Please transcribe the entries below without changing a single character.
[[ Data for review, beginning ]]
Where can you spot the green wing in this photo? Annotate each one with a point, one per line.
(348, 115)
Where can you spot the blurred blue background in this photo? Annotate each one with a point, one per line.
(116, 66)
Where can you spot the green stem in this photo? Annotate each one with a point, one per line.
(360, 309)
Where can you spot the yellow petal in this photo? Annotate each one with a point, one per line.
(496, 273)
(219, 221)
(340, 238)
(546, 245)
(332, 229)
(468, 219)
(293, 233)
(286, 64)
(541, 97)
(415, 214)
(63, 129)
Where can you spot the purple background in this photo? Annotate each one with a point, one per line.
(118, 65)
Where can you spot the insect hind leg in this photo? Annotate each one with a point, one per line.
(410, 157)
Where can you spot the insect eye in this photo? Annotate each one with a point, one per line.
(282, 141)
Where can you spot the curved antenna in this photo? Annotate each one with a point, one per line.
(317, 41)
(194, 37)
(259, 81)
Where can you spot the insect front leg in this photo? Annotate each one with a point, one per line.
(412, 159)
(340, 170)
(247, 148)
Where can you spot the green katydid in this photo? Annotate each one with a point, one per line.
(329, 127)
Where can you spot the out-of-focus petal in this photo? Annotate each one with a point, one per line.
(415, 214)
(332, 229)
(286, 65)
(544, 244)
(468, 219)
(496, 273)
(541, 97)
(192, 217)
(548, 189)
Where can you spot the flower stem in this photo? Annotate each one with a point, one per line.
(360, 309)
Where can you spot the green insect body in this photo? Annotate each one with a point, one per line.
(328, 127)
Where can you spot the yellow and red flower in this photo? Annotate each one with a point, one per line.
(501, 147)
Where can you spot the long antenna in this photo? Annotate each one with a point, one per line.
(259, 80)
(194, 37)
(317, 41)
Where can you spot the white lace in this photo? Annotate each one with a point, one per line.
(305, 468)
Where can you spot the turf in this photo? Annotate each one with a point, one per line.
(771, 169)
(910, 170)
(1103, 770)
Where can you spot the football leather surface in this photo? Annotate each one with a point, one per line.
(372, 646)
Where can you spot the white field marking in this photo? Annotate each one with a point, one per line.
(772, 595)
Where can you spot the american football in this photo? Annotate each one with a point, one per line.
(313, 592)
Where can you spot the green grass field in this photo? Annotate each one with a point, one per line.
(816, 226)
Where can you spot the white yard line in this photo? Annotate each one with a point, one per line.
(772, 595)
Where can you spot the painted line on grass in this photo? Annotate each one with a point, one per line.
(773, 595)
[[ Data for review, end ]]
● Written reply
Where can you spot the green wing in this photo? Annotate each one with a point, one per line.
(348, 115)
Where can you spot the blurred blue background in this photo? Annotate each one with a point, one per line.
(116, 66)
Where can you spot the green stem in this photo? Annotate each one with a point, one per line.
(360, 309)
Where can you spot the yellow petal in this photo? Annotate each one with a point, one per line.
(496, 273)
(219, 221)
(340, 238)
(546, 245)
(332, 229)
(468, 219)
(293, 233)
(286, 64)
(541, 97)
(415, 214)
(63, 129)
Where can you spot the purple background in this photo? Annotate each one with a point, one per line.
(118, 65)
Where can you spot the insect hind leg in this photo? Annotate each one with a point, one per line.
(410, 157)
Where can you spot the insect eye in this photo? Annotate each one with a point, one per line.
(282, 141)
Where can you spot the curved antenna in this photo? Annotate each one with a point, one per line.
(317, 41)
(194, 37)
(259, 81)
Where can you spot the insect front leg in this photo? Annotate each one with a point, one per line.
(412, 159)
(340, 170)
(247, 148)
Where can you spot the green katydid in this photo? Annotate each one with a point, one per line.
(329, 127)
Where can you spot the out-of-focus petal in this photo? Annotate each one with a point, one per line.
(415, 214)
(332, 229)
(286, 65)
(544, 244)
(468, 219)
(496, 273)
(541, 97)
(192, 217)
(548, 189)
Where can you spot the flower stem in this photo? Annotate each one with a point, one per line.
(360, 309)
Where can you spot the green insect body in this photo? Annotate each one with a point, one per line.
(328, 127)
Where can you spot the yellow and red flower in this photo? Annotate each one with a point, one per line.
(501, 147)
Where can you spot the long antenna in this photo? Annotate each one with a point, one per line.
(259, 80)
(194, 37)
(317, 41)
Where can you spot the white lace in this photo? Annotate each one with a point, one per line.
(305, 468)
Where can you spot the turf in this photo? Annotate each one with a point, one per line.
(771, 169)
(910, 170)
(1103, 770)
Where can you spot the football leather surface in this photo? Annotate each one with a point, one per line.
(372, 646)
Where can you spot the white field marking in this photo? Annotate each one with a point, one per line.
(772, 595)
Where can you spot the american football in this photo? Annotate each one with a point, one per line.
(313, 592)
Where can you spot the green grass field in this photo? Annotate each one with a point, one per line.
(816, 226)
Where can you spot the white yard line in this photo? Annotate each one with a point, one per line.
(772, 595)
Where can you spot the painted line on grass in this photo? Annotate each one with a point, one per line.
(773, 595)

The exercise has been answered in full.